* **PROBLEM DESCRIPTION**: Each line from the one containing "In this photo, each instance of the front side" to the end of the entries is to be repeated exactly, and no other line.

* **RECORDS SHOWN**:
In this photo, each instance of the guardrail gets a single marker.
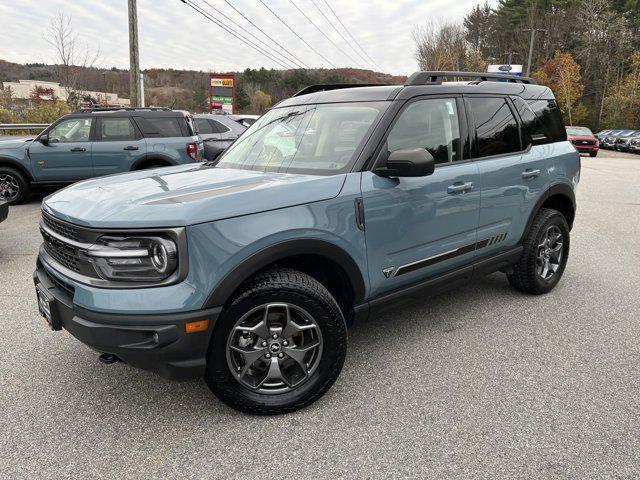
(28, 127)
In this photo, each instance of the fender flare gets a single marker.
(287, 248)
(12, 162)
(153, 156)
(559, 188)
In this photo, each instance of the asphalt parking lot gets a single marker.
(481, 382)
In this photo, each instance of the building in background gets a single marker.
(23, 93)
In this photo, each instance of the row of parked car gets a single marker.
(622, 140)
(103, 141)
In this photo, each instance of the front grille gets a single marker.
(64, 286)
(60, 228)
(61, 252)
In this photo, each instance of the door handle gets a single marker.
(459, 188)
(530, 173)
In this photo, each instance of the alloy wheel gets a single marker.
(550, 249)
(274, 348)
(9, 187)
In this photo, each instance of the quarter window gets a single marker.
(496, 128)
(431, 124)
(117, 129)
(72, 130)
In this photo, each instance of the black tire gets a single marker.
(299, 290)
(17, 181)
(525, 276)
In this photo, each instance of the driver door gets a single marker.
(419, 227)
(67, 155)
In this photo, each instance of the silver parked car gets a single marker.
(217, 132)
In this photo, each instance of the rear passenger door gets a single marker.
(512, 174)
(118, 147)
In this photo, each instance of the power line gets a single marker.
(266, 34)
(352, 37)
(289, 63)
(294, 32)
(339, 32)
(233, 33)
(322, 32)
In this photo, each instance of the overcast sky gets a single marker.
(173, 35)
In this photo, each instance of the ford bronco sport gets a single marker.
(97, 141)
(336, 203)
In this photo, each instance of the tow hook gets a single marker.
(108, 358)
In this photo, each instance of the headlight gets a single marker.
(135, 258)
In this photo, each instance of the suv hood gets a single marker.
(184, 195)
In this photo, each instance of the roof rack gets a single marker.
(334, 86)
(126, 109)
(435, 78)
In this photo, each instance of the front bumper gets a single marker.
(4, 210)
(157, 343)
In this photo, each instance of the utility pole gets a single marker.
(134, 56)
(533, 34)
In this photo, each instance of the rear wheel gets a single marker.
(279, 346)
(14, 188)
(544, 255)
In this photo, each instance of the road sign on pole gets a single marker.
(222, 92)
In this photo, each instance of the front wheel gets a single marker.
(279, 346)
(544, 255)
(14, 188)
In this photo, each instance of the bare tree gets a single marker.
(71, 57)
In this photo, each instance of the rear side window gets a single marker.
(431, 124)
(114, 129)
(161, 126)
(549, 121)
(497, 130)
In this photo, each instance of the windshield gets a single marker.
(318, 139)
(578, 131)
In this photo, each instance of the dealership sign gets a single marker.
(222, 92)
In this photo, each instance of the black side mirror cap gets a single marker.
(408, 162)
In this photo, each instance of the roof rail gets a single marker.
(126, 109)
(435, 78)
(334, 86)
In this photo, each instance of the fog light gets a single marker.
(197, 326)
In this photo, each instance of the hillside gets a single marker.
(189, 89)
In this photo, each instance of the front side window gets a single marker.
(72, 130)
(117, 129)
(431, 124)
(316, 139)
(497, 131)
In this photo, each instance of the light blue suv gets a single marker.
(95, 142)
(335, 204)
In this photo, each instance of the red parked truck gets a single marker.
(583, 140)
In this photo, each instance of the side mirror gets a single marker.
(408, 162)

* **ANSWER FOR THE TASK**:
In this photo, each instance of the front side window gets a single marker.
(72, 130)
(117, 129)
(431, 124)
(316, 139)
(497, 131)
In this photo, each instance of the light blue suv gets a single marker.
(95, 142)
(335, 204)
In this photo, each instance of the red parked truck gets a single marker.
(583, 140)
In this photo, each instance of the side mirror gets a single marker.
(408, 162)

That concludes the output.